++++ DATASET
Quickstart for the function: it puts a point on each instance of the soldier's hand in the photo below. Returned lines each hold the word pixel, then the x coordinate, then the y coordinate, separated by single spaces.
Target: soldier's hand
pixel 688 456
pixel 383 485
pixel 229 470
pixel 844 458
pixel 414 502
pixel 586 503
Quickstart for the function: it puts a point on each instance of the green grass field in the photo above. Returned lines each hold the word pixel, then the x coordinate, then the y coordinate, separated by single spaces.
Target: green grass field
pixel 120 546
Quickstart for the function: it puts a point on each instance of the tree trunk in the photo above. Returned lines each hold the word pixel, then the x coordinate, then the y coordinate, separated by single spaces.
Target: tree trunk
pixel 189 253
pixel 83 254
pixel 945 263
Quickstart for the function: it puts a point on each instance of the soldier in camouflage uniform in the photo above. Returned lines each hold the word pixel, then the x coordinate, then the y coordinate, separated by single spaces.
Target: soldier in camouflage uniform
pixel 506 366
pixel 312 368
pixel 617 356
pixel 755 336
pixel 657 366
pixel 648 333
++++++++
> **EXERCISE DESCRIPTION**
Arrange every line of the rows above as a Markdown table with two columns, No. for the line's number and Line for its text, omitting blank lines.

> **SOLUTION FOR THIS PROBLEM**
| No. | Line |
|---|---|
| 1 | Quickstart for the function: it puts a point on each instance of the soldier's hand in the photo below. Returned lines each hold the word pixel, then the x coordinate, then the y coordinate, separated by single spaces. |
| 2 | Target: soldier's hand |
| 3 | pixel 688 456 |
| 4 | pixel 383 485 |
| 5 | pixel 229 470 |
| 6 | pixel 844 458 |
| 7 | pixel 414 502 |
| 8 | pixel 586 503 |
| 9 | Quickstart for the function: it puts a point on each instance of the green grass field in the photo above. Returned lines each hold the word pixel, then the x coordinate, then the y coordinate, separated by single spaces. |
| 10 | Target: green grass field |
| 11 | pixel 120 546 |
| 12 | Quickstart for the function: it puts a point on each instance of the tree trunk in the photo above. Returned lines each hold the word pixel, then the x coordinate, then the y coordinate, separated by single spaces. |
| 13 | Target: tree trunk |
| 14 | pixel 189 253 |
| 15 | pixel 83 254 |
| 16 | pixel 945 263 |
| 17 | Quickstart for the function: it puts a point on each instance of the soldier in camouflage uniform in the photo above. Returned lines each hold the word pixel, then the x coordinate, then the y coordinate, separated by single spaces. |
| 18 | Target: soldier in camouflage uniform |
| 19 | pixel 506 366 |
| 20 | pixel 312 368 |
| 21 | pixel 617 356 |
| 22 | pixel 755 336 |
| 23 | pixel 657 366 |
| 24 | pixel 648 333 |